▶ [Excerpted passage]
Unnamed: 0,region,target_mean,predicted_mean,RMSE
0,Region 1,92.078597,92.592568,37.579422
1,Region 2,68.723136,92.592568,0.893099
2,Region 3,94.884233,92.592568,40.029709


* The models did a good job of predicting the average stock of raw materials.
* The quality of models for the first and third regions are low.
* Since further model predictions are only used to select wells with the highest estimated values, the absolute values of the predicted reserves are not so important.

## Preparation for profit calculation

* The budget for the development of wells in the region is 10 billion rubles
* Income from each unit of the product is 450 thousand rubles
* When exploring a region, 200 best wells are selected for development.

In [16]:
BUDGET = 1e10
INCOME = 4.5e5
N_WELL = 200 #final number of wells
SCOUT_WELL = 500 #number of exploration wells

Sufficient volume of raw materials for break-even development of a new well:

In [17]:
product_required = BUDGET/INCOME/N_WELL
print('The volume of raw materials for break-even development:', int(product_required), 'thousand barrels')
print()
print('Average stock in each region:')
display(mean_rmse[['region', 'target_mean']])

▶ [Short problem 1] Arrange the lines of the records, starting at the one that contains "For full credit, report the exact bounding box of the white" and ending at the one that contains "239 198 396 346", as a numbered list with blank lines left out.
The notebook excerpt and the records come from separate, unrelated sources.

▶ [Entries]
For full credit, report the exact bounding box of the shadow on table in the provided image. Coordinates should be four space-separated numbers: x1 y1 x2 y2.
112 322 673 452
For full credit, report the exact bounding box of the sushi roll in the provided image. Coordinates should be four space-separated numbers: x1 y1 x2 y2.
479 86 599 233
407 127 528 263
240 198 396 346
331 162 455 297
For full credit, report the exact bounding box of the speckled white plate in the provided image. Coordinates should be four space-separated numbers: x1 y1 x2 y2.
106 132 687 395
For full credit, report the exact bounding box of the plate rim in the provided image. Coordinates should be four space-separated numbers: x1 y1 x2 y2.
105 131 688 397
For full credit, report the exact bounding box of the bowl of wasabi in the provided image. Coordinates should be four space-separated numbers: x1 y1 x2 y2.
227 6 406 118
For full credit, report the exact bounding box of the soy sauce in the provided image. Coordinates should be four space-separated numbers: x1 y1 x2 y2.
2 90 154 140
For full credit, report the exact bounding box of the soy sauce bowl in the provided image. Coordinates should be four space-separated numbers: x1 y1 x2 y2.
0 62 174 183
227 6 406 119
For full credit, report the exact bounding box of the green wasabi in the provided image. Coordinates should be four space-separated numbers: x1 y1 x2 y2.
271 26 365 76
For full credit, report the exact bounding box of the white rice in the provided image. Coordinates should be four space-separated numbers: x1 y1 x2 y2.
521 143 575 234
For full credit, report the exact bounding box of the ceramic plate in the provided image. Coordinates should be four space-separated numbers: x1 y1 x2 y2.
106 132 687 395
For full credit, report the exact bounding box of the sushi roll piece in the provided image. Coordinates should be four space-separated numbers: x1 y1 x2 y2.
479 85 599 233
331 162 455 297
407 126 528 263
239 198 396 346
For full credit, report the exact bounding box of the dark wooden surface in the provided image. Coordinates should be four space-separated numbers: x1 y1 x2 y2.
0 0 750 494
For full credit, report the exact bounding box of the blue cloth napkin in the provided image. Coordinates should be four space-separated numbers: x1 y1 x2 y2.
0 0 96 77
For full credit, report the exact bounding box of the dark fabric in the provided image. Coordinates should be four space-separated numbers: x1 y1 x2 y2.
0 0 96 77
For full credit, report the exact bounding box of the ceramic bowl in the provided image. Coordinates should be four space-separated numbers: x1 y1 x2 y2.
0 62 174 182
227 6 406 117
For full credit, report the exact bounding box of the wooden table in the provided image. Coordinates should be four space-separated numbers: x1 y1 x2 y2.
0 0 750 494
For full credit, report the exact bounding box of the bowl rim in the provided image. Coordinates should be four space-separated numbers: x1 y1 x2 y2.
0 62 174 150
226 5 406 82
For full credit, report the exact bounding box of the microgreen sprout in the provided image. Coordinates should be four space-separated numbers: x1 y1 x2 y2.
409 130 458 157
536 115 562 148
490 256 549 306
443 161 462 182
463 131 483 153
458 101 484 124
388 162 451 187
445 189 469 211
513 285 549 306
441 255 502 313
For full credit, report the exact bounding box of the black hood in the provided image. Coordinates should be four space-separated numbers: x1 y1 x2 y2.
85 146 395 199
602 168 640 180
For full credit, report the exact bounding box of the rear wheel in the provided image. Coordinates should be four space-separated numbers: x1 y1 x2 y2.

▶ [Short problem 2] Reproduce the notebook excerpt, starting at "## Preparation for" and ending at "selected for development.", swapping each "rubles" for "euros".

▶ [Result 1]
1. For full credit, report the exact bounding box of the white rice in the provided image. Coordinates should be four space-separated numbers: x1 y1 x2 y2.
2. 521 143 575 234
3. For full credit, report the exact bounding box of the ceramic plate in the provided image. Coordinates should be four space-separated numbers: x1 y1 x2 y2.
4. 106 132 687 395
5. For full credit, report the exact bounding box of the sushi roll piece in the provided image. Coordinates should be four space-separated numbers: x1 y1 x2 y2.
6. 479 85 599 233
7. 331 162 455 297
8. 407 126 528 263
9. 239 198 396 346

▶ [Result 2]
## Preparation for profit calculation

* The budget for the development of wells in the region is 10 billion euros
* Income from each unit of the product is 450 thousand euros
* When exploring a region, 200 best wells are selected for development.